◆ **Task goal**:
List every numbered section heading in the text on relieving boredom below.

◆ **Text passage**:
----------

How to Relieve/Treat Boredom

How can you relieve boredom, and also importantly, should you even try to?

The key to using boredom and downtime to your benefit is to find activities that are both meaningful and engaging. Here are some ideas for doing that:

1. Less Screen Time, More Self-Care

Instead of scrolling on your phone or other devices when you have spare time, use the opportunity to unplug and focus on self-care, such as by meditating, doing breathing exercises, taking a walk outside or straightening up your living space.

Researchers believe that lots of electronic device use during free time, including social media use, can increase anxiety and depression. If you use this time to take care of yourself in other ways, you’re much more likely to feel calm, content and clear-headed, which helps you deal with stress.

2. Get Into a Flow State

A “flow state” describes being fully engaged in a task. It happens when a task is neither too hard or too easy, but just hard enough that it requires our full effort and concentration.

It’s naturally rewarding to be in flow and basically the opposite of being bored.

What are some ways to get into flow? Pick an activity that challenges you, and do it while undistracted. Try:

  • a different type of exercise or sport
  • a new board game or computer game
  • something creative, like making art of music
  • riding your bike somewhere scenic
  • concentrating on a work project 30 minutes straight
  • building something with your hands

3. Combine Something Stimulating With Something Boring

When you’re doing something mundane, such as chores or commuting, try also doing something that’s enjoyable at the same time. For example, redirect your attention to a different activity, such as listening to music or a podcast or doodling when studying, cleaning or exercising.

4. Sharpen Your Mental Abilities

To keep your brain in tip-top shape as you age, do things that stimulate your mind, such as crossword puzzles, jigsaw puzzles, learning a new language or new recipes, taking an outline course, and so on. Bonus: Many of these are great for improving your focus and memory.

----------

◆ **The data**:
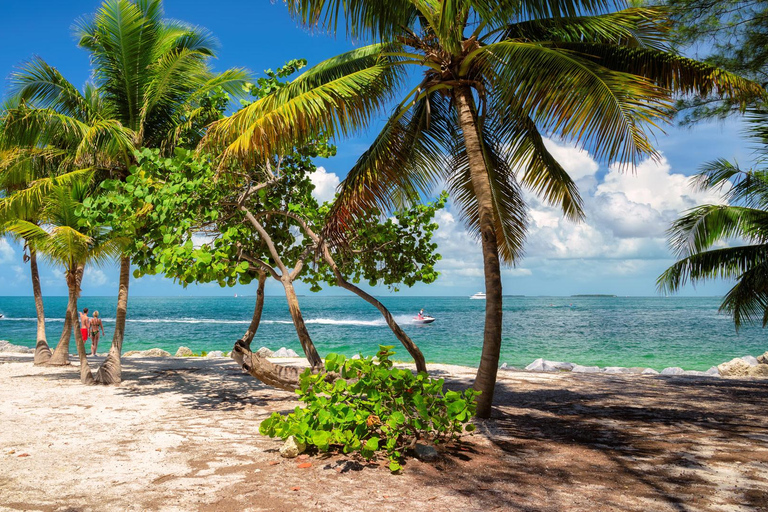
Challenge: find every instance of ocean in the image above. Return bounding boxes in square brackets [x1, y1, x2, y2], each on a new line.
[0, 295, 768, 370]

----------

◆ **Answer**:
1. Less Screen Time, More Self-Care
2. Get Into a Flow State
3. Combine Something Stimulating With Something Boring
4. Sharpen Your Mental Abilities